Article:
Cette affirmation d’égale valeur de la vie humaine sert de base à une rhétorique qui enchaîne les sophismes comme d’autres les perles. En effet, la deuxième phrase déduit de l’égale dignité des victimes une égale culpabilité des bourreaux. Tous les soutiens du Hamas, tous les antisémites, tous les partis se prétendant preux défenseurs du peuple palestinien par clientélisme, stratégie ou habitude, tous les adversaires d’Israël par principe, idéologie ou opportunisme, tous les brillants et insoupçonnés géopolitologues qui se révèlent depuis un mois sur les réseaux dits sociaux [1] – tous s’accrochent à cet argument pour renvoyer dos à dos Israël et Hamas : dès lors que meurent des enfants, leurs assassins sont nécessairement de la même engeance et surtout méritent le même châtiment.

Ces arguties s’avèrent très efficaces pour se donner bonne conscience et se faire passer pour raisonnable et équilibré. Ainsi peut-on appeler solennellement au cessez-le-feu, à la paix, à la désescalade, et autres vœux pieux énoncés doctement depuis son salon du centre-ville d’une grande métropole occidentale. Et ensuite se resservir un verre en matant une série netflix, avec la bonne grosse certitude d’appartenir au Camp du Bien©. Bel exercice d’exhibitionnisme vertueux.

Or… ça ne marche pas. Le passage de l’égale dignité de la vie humaine à l’égale culpabilité des meurtriers n’est pas un argument mais une faute logique. En effet, en suivant le même raisonnement, on aurait, à l’époque, interdit à la Résistance française et aux Alliés de combattre le régime nazi, renvoyé dos à dos les victimes civiles des bombardements sur les villes allemandes et les suppliciés des camps d’extermination, inscrit un ignoble signe égal entre FFI et SS, entre résistants et miliciens… Bref. On voit bien ici la mentalité de collabos des alliés objectifs de l’islamisme qui, rappelons-le pour les mémoires courtes, a fait en France plusieurs centaines de morts en moins de dix ans, jusqu’à la quarantaine de victimes françaises du 7 octobre, jusqu’à Dominique Bernard.

Lignes fournies:
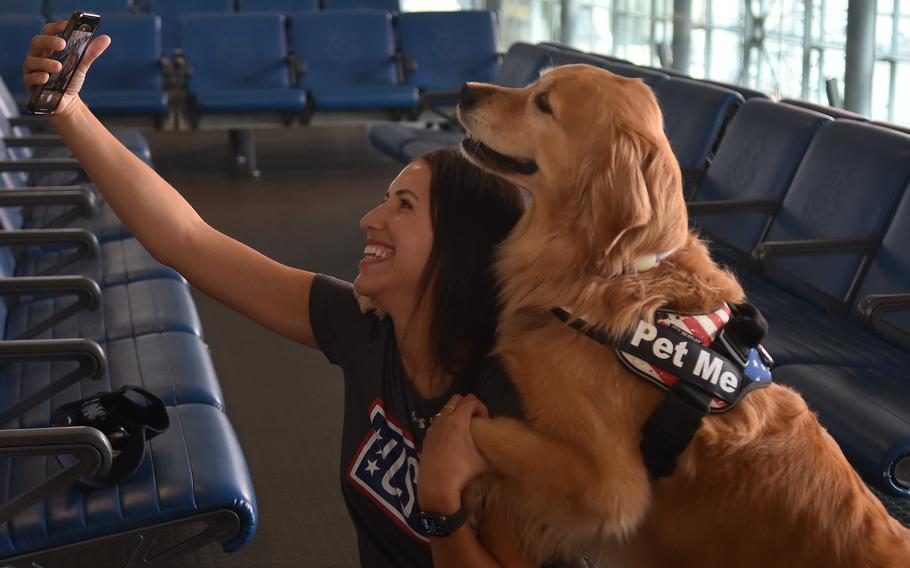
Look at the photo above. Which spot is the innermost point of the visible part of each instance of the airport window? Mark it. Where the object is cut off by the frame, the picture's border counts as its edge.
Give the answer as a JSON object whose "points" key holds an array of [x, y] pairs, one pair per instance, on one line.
{"points": [[892, 67]]}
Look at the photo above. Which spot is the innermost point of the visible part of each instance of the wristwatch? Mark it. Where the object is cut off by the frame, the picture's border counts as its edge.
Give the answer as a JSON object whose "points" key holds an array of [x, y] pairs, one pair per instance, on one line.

Objectif 1: Condensez le paragraphe de l'article qui commence par « Ces arguties s’avèrent très efficaces » en deux ou trois phrases, sans perdre ses idées principales.
Objectif 2: D'après l'article, combien de victimes françaises le 7 octobre a-t-il fait ?
Les lignes fournies n'ont aucun lien avec l'article.

Réponse attendue 1: Ces arguties permettent de se donner bonne conscience et de paraître raisonnable et équilibré. On appelle solennellement au cessez-le-feu, à la paix et à la désescalade depuis son salon d'une grande métropole occidentale, puis on se ressert un verre devant une série Netflix, sûr d'appartenir au Camp du Bien. C'est un exercice d'exhibitionnisme vertueux.

Réponse attendue 2: Une quarantaine.